- **TO DO**
For the material below, return exactly the lines starting at the one holding "Phrase: curtain rod" and ending at the one holding "Phrase: doorway", counting both as part of the range.

- **EXERCISE DATA**

-=-=-

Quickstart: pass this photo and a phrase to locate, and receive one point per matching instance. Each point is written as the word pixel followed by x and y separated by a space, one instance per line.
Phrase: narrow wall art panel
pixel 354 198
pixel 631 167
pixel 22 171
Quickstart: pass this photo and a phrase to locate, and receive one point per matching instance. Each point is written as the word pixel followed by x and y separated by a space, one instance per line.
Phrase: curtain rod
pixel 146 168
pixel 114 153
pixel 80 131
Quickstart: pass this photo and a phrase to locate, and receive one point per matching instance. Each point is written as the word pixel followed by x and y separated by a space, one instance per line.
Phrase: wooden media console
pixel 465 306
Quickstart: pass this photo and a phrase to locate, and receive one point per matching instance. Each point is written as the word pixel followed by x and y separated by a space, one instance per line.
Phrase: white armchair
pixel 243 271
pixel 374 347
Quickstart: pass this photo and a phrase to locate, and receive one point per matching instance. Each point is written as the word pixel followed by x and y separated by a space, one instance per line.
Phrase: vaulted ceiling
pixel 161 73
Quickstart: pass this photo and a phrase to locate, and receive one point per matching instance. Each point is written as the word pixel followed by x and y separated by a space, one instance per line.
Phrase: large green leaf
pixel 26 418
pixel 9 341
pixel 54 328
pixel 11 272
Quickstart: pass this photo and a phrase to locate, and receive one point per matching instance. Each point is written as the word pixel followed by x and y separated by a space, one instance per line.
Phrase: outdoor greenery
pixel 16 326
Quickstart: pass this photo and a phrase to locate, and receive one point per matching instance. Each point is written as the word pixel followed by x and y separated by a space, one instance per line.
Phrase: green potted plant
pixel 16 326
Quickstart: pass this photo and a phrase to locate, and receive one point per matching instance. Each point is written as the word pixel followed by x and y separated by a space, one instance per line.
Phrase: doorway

-=-=-

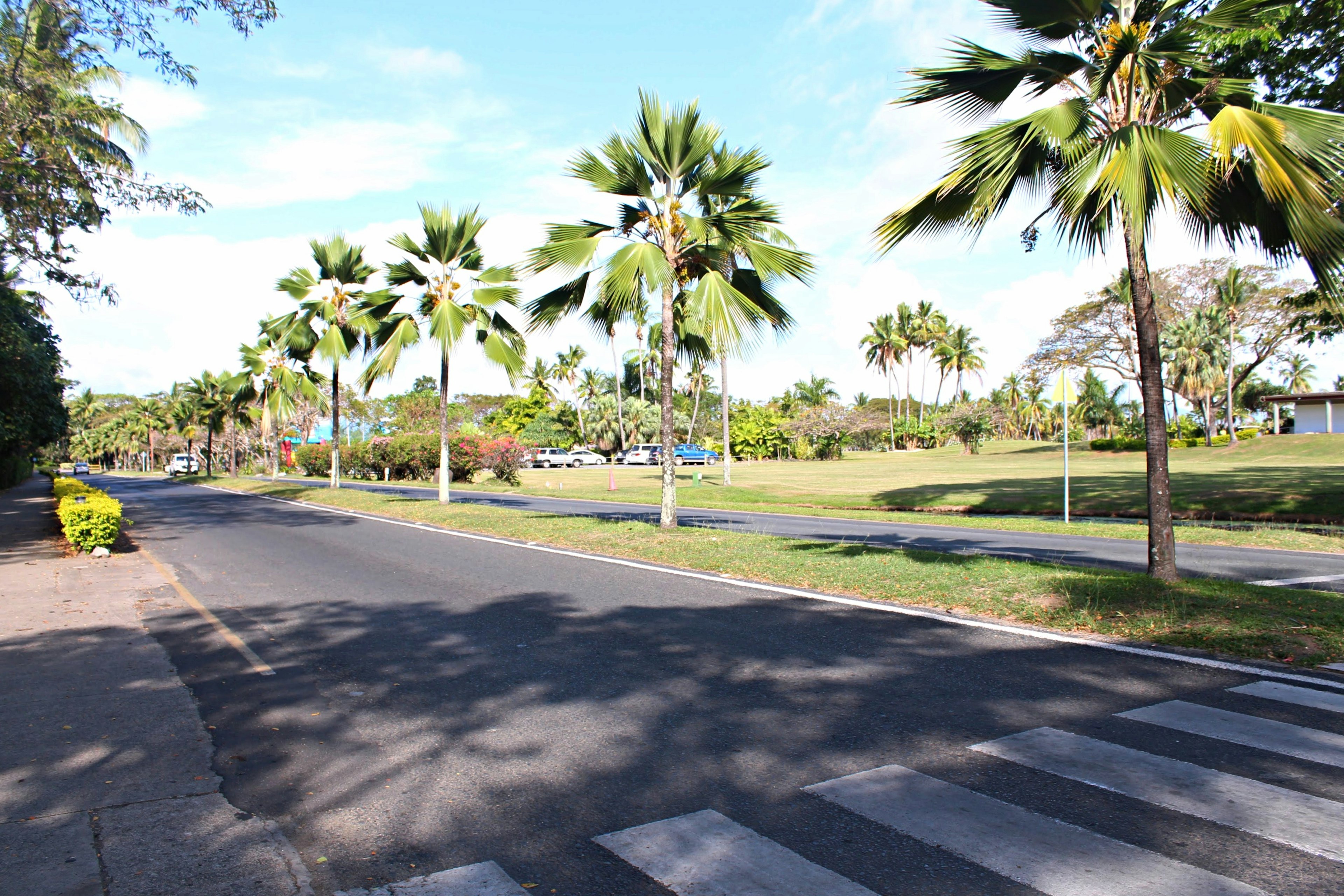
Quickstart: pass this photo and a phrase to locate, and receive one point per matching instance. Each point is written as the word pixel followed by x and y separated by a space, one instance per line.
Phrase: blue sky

-=-=-

- **EXPECTED ANSWER**
Phrase: curtain rod
pixel 146 168
pixel 114 153
pixel 80 131
Quickstart: pass this photo and a phrase to locate, and receive one point per matching instance. Each point is written as the word pixel followed by x and y separated by a space, one instance per line.
Phrase: wooden media console
pixel 465 306
Quickstart: pass this photo and a phrase to locate, and receive one point per matching instance. Each point is written as the word pixel followed by x and y separated by a space, one instance per line.
Phrase: white armchair
pixel 243 271
pixel 374 347
Quickstart: pass this photo and a phrase to locate, and receive one point per matching instance. Each point is written as the word pixel followed by x and y separated by a space, one instance per line.
Phrase: vaulted ceiling
pixel 161 73
Quickstart: pass this photo and a phrase to locate, and receive one point per matching instance. Each point is written as the word pixel followed by x and y separated by a space, one instance per line.
Phrase: large green leaf
pixel 26 418
pixel 9 341
pixel 54 328
pixel 11 272
Quickstart: pass this photo and a phrase to locate, and receive one point per matching instance. Each point is written as the word pixel followed by x and y separated by a space, one instance per line.
Phrase: outdoor greenery
pixel 16 326
Quickstart: pass this photo and a phrase to locate, and receive one point per matching instance. Each point is written as the word pixel followed by x and y separated by a space, one instance per line.
Phrase: green potted plant
pixel 16 326
Quickstart: pass this photo and a phrase to locate, and receive one point per matching instance. Each point is written as the word pixel followed by x and y separated by a space, one instance per line.
Phrase: doorway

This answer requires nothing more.